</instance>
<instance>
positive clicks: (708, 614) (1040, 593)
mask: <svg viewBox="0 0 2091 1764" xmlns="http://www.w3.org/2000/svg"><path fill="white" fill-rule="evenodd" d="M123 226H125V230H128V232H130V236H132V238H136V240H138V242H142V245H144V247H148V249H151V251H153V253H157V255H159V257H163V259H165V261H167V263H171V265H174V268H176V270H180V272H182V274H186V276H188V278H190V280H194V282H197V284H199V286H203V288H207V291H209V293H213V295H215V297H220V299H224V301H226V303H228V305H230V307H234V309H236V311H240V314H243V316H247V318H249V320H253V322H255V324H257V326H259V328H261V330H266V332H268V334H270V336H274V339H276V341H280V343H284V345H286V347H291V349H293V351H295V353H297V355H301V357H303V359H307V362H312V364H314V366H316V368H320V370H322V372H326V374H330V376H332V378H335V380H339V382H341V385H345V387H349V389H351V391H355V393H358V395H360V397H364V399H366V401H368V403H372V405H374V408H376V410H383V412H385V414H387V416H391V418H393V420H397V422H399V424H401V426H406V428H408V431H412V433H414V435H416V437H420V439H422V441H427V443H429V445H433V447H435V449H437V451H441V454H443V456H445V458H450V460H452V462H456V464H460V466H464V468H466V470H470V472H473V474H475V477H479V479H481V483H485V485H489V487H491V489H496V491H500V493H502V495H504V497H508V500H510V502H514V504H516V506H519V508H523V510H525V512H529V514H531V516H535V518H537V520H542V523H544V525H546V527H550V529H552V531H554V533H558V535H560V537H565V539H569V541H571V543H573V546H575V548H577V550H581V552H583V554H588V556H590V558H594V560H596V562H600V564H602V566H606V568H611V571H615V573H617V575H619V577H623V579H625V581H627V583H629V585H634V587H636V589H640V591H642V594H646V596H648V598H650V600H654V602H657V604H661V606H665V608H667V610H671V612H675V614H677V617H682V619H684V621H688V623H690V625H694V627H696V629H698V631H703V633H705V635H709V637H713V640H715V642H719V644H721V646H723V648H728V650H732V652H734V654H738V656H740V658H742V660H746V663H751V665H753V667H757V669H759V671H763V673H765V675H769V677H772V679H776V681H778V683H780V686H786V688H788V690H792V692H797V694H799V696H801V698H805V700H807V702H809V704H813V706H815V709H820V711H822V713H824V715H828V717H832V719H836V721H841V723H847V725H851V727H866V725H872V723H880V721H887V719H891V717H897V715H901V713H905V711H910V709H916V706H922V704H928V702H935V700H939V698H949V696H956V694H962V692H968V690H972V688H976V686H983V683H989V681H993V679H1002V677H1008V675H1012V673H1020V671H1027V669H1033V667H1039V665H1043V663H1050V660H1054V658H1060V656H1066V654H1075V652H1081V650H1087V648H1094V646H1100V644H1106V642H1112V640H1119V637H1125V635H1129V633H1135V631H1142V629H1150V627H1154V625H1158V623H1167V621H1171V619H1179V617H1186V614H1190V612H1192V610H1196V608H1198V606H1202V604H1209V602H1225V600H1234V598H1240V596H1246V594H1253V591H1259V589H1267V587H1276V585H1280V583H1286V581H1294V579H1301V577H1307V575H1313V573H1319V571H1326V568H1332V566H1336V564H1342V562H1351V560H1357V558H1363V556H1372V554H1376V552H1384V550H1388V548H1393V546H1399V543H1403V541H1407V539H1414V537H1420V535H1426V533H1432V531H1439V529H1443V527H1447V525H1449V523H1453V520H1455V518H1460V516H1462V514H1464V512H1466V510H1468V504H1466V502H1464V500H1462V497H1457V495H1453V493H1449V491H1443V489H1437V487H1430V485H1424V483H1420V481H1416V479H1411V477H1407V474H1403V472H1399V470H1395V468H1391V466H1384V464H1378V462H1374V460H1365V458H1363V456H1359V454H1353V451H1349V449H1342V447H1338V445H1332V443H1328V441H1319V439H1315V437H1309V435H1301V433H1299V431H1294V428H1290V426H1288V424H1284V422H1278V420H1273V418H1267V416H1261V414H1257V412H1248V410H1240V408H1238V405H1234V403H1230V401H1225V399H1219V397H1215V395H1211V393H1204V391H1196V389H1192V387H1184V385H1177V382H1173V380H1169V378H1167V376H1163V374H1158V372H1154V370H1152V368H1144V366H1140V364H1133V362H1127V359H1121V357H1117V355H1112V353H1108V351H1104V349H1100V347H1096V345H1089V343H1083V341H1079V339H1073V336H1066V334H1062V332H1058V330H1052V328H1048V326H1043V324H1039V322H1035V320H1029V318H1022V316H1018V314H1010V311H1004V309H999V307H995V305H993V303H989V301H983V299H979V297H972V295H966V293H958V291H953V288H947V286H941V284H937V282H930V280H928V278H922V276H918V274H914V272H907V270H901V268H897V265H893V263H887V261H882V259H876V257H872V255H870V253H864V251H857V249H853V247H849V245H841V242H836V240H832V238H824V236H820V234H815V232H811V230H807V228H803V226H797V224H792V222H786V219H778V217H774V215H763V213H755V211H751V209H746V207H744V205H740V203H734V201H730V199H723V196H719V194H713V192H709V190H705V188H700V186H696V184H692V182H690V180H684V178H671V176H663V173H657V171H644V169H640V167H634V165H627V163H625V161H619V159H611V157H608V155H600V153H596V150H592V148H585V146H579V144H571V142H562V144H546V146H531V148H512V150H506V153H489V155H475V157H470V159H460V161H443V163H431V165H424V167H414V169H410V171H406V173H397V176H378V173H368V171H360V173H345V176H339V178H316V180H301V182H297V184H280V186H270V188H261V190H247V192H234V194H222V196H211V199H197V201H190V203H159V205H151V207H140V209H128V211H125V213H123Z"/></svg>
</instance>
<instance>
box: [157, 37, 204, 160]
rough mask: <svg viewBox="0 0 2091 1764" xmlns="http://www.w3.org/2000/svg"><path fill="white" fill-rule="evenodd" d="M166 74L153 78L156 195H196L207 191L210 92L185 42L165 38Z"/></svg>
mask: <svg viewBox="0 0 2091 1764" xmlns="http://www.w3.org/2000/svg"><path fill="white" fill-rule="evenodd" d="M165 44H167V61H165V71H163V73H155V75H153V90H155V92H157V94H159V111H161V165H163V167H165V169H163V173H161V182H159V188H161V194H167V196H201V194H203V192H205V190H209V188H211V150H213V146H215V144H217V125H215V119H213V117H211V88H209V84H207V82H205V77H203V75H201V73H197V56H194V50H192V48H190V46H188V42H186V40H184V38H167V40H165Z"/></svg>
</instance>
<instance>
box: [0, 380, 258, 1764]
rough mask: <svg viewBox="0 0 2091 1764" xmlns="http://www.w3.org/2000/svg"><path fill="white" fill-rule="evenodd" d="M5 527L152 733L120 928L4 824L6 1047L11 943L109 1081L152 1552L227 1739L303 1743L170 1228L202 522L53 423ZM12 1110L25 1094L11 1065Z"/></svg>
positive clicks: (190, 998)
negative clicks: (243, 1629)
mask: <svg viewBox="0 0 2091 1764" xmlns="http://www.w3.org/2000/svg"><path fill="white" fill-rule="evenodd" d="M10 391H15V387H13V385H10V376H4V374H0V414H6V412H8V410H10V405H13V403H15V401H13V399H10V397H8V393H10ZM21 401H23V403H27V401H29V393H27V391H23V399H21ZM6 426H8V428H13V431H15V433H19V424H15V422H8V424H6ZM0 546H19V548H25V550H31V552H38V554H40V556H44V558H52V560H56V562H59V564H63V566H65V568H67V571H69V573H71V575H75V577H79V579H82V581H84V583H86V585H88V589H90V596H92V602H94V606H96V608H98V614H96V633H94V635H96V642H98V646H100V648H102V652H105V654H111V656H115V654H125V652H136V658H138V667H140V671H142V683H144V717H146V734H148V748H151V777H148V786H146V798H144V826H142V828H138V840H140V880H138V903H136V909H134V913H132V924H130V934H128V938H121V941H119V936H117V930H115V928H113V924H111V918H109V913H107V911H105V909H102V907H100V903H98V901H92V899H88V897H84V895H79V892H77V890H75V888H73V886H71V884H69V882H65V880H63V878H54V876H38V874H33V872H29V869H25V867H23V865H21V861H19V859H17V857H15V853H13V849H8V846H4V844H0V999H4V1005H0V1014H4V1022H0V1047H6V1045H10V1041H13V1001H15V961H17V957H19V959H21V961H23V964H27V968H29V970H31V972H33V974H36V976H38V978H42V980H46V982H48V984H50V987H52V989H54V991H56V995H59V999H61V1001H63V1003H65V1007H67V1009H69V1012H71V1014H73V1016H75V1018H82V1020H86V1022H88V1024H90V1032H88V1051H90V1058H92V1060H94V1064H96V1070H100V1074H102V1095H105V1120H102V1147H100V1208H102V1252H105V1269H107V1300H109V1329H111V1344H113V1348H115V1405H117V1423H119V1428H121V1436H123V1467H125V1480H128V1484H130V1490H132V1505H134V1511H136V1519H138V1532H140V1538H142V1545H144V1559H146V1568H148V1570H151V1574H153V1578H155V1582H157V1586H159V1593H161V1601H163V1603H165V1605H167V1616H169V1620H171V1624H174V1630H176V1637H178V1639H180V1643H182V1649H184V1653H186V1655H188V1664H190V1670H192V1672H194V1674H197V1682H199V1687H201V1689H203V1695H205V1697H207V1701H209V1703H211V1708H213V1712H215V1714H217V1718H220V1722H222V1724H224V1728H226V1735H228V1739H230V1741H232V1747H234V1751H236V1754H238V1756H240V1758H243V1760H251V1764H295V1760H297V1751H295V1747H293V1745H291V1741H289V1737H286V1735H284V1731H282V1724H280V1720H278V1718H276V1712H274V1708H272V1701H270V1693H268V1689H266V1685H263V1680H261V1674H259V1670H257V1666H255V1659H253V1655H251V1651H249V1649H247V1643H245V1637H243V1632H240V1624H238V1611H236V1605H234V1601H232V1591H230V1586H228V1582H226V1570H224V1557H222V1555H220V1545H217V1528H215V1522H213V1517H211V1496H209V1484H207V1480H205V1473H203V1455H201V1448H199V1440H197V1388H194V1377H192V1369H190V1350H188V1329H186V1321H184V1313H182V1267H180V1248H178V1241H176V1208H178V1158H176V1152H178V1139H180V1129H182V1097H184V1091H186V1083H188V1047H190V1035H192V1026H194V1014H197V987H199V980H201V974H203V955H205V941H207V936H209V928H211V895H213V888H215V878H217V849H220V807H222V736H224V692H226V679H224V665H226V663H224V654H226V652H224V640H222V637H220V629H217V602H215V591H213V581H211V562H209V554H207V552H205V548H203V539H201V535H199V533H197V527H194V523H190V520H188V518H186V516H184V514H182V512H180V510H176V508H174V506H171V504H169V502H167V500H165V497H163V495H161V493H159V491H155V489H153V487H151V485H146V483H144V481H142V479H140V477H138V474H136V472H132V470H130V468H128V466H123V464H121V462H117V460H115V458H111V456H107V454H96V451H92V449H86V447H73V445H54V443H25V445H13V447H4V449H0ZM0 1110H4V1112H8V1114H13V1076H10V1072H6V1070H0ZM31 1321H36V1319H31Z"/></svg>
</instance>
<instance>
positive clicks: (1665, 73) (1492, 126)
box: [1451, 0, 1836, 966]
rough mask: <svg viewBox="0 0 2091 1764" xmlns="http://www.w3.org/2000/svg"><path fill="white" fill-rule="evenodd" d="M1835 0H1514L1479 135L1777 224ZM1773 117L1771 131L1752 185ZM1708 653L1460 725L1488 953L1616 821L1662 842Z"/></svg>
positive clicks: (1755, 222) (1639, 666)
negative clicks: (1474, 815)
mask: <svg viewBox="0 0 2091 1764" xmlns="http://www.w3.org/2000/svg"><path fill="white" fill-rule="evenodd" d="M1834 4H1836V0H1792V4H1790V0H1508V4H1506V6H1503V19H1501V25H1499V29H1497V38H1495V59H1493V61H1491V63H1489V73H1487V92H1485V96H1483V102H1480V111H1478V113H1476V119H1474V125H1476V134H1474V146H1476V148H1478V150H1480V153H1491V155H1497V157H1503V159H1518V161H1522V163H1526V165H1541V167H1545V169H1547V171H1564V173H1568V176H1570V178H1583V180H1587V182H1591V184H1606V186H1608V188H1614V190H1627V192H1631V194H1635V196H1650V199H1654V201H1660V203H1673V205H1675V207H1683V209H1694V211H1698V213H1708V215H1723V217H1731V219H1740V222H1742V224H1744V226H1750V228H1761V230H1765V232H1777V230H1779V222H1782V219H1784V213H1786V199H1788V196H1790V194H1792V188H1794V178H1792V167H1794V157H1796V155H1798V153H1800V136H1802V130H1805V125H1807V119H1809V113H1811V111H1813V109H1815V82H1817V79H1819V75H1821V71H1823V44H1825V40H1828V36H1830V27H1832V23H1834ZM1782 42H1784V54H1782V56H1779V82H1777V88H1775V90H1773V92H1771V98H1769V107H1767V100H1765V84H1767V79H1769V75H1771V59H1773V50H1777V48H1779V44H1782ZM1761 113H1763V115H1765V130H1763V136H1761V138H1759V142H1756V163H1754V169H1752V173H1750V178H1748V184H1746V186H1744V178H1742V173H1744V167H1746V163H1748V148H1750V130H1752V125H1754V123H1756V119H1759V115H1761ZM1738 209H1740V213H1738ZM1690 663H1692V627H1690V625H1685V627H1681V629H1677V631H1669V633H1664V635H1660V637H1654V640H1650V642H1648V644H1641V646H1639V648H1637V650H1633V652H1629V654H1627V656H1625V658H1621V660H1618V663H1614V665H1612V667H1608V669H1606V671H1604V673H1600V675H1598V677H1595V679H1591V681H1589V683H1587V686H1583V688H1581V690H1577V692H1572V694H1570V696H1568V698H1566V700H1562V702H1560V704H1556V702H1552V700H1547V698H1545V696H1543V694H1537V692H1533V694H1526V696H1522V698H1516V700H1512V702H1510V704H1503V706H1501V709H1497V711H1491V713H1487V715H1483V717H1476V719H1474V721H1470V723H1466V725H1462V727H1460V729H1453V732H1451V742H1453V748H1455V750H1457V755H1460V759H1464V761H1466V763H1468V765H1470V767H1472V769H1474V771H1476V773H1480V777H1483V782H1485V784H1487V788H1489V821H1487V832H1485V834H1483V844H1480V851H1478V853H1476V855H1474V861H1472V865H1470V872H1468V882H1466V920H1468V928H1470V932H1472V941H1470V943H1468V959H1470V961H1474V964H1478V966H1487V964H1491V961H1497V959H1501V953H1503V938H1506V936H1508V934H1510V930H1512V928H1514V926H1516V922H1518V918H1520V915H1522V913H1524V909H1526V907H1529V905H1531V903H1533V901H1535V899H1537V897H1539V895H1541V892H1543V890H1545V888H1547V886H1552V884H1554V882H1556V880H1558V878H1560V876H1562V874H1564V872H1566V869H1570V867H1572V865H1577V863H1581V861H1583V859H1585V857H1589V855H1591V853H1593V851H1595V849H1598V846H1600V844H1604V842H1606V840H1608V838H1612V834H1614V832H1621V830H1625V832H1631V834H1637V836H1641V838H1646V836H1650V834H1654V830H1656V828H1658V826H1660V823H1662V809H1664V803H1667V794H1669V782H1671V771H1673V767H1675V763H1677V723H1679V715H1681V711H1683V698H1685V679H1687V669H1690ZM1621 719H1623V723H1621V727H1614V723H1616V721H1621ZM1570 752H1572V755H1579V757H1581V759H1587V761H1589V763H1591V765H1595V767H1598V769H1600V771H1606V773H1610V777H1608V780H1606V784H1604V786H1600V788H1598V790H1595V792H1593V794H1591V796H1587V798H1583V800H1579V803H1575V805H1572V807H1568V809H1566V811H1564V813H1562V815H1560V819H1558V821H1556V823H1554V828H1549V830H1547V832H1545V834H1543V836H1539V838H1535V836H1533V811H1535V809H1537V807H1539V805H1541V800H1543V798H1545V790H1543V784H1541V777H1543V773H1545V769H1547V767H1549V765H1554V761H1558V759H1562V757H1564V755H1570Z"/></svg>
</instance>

_____

Problem to work on: Reproduce the data above verbatim, starting at its first line and stopping after the line that contains "positive clicks: (708, 614) (1040, 593)".

Problem solution:
</instance>
<instance>
positive clicks: (708, 614) (1040, 593)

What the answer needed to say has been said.